## REQUIRED ACTION
Pull every line containing "below" from the listing.

## INPUT
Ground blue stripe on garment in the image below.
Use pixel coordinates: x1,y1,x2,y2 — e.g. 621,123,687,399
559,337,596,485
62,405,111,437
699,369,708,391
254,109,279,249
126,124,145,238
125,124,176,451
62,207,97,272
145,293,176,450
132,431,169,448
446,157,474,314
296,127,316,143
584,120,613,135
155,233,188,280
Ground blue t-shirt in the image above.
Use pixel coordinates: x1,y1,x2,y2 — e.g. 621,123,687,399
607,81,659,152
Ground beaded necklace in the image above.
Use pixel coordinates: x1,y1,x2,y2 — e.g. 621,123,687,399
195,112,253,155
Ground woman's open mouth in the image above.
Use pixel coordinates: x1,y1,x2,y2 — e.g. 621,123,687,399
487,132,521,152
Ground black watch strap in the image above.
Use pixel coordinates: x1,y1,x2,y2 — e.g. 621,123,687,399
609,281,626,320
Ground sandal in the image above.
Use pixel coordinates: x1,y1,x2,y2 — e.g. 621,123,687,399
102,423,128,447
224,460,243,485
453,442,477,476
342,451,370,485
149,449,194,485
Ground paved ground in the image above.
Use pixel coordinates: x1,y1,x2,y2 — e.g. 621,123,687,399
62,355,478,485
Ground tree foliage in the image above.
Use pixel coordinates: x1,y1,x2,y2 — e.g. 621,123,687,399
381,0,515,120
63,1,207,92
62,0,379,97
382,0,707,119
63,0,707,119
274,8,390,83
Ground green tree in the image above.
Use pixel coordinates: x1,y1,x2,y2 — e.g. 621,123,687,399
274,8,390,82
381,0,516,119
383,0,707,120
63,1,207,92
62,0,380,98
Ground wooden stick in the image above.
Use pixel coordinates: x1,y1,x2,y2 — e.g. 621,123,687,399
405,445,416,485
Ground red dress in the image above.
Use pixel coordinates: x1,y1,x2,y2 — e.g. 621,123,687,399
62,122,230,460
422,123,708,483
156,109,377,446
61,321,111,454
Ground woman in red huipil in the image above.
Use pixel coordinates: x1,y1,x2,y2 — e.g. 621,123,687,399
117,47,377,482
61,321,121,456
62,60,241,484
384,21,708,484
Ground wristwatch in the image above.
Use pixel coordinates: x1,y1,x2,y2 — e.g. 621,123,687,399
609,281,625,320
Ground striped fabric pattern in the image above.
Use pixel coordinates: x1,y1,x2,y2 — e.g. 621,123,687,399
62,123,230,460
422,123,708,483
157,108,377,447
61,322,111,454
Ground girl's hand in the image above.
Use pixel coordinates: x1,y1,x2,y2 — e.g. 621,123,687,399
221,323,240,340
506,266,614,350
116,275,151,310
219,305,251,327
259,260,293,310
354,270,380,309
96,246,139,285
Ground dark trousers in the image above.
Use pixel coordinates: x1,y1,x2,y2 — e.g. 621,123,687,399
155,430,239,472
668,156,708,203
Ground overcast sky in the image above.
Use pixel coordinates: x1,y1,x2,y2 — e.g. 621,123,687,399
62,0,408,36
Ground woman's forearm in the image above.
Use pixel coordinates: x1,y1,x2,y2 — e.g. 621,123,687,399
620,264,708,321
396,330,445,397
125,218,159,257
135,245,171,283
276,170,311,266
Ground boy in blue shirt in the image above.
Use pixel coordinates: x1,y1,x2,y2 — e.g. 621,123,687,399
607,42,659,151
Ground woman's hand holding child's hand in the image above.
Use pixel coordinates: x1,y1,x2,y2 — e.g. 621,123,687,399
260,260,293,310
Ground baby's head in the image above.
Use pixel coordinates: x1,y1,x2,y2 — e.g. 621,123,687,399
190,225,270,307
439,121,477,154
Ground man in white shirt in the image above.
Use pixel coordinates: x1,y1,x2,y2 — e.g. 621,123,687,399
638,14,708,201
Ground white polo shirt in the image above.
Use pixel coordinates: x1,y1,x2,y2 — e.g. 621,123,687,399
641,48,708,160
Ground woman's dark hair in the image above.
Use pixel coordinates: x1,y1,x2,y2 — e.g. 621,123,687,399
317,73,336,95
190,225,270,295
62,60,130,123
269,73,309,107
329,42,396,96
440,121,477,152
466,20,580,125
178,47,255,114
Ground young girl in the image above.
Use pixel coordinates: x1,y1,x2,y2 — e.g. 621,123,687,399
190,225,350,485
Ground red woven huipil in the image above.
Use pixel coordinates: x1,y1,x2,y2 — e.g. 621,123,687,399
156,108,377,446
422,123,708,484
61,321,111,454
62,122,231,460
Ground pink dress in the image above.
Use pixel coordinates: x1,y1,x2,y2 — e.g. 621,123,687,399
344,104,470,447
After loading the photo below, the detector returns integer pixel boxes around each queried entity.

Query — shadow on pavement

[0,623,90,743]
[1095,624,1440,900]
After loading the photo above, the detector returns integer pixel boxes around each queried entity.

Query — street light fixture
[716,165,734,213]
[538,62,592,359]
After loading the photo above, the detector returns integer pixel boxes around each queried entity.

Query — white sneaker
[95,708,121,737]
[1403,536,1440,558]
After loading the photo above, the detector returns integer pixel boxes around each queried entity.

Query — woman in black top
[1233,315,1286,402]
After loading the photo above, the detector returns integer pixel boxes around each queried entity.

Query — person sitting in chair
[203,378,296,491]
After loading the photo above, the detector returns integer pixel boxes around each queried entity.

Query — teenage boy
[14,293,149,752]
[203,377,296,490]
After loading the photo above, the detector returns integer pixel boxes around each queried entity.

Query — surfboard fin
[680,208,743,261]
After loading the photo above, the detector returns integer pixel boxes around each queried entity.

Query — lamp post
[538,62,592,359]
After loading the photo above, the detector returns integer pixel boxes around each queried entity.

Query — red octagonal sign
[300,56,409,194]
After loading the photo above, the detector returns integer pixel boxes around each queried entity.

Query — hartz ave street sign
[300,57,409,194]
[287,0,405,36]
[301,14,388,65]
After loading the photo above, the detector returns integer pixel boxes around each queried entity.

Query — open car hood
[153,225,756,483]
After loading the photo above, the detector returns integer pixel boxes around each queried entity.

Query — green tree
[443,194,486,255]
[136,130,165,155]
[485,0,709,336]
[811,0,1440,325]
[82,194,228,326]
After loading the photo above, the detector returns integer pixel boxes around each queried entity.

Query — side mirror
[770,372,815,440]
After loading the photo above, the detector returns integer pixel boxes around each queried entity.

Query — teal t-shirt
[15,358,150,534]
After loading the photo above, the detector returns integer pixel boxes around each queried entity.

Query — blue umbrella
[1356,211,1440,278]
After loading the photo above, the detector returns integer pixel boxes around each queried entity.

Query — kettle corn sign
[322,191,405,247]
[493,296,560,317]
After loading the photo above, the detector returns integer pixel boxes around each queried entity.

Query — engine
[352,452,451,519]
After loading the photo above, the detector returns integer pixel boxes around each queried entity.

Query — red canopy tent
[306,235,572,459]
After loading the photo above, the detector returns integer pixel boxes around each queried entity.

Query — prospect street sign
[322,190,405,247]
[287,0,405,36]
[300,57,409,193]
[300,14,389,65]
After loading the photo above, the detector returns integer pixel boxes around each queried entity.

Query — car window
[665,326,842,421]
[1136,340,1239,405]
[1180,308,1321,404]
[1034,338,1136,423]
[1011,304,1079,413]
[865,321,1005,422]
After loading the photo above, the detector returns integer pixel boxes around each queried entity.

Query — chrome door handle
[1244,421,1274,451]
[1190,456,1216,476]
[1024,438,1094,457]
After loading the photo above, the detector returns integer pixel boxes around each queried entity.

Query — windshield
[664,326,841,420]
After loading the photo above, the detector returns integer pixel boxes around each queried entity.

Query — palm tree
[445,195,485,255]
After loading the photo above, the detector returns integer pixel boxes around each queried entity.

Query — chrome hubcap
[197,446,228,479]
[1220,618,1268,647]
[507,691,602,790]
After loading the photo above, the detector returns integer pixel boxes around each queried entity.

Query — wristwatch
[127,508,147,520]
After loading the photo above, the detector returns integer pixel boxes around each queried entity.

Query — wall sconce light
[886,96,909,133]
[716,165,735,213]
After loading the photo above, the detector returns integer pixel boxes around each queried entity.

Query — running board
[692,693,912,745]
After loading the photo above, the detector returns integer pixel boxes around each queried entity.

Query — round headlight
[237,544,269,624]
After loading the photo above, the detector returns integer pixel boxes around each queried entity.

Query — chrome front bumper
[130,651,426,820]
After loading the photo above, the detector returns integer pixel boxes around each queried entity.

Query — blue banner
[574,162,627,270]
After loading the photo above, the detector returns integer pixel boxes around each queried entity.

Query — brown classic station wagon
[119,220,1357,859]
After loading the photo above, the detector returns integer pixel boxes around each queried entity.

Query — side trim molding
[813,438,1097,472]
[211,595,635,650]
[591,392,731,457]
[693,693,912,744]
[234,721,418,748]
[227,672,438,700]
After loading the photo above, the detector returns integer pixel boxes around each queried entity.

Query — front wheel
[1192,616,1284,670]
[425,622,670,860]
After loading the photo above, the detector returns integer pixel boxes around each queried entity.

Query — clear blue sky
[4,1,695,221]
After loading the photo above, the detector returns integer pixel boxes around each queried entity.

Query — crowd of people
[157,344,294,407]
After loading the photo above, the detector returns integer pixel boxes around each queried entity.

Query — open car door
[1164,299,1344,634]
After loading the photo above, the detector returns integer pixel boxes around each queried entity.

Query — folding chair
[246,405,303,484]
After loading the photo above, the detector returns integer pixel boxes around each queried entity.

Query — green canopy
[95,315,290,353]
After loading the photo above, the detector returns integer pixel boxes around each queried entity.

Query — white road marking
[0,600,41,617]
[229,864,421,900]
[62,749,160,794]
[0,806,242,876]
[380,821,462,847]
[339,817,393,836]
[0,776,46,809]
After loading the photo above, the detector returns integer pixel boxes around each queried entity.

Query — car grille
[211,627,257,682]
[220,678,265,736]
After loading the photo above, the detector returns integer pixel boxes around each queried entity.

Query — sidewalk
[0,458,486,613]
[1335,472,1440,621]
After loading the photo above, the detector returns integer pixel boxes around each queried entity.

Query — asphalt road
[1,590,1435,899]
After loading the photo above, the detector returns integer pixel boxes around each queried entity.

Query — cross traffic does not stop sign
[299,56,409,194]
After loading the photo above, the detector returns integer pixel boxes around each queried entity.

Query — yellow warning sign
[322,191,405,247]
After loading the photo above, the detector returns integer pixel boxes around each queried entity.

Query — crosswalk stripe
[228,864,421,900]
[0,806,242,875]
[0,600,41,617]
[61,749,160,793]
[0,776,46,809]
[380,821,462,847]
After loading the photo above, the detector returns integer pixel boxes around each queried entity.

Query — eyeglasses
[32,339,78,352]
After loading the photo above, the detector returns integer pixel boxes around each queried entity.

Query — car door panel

## THE COMPLETED TASK
Ground blue stripe on garment in the image below.
After loading the photo below, the detector returns integer pixel boxes around each queried entity.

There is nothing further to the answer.